*** DATASET EXCERPTS ***

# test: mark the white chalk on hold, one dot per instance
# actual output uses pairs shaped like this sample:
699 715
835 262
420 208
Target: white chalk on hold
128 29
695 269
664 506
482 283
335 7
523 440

*** End of DATASET EXCERPTS ***

→ **YOUR INSTRUCTIONS**
Reproduce the data. Keep it exact.

→ **SOLVED PROBLEM**
# test: mark the white chalk on hold, one dot per instance
# actual output uses pairs shaped like this sample:
699 715
835 262
420 208
Target: white chalk on hold
128 29
695 269
664 506
482 283
335 7
523 440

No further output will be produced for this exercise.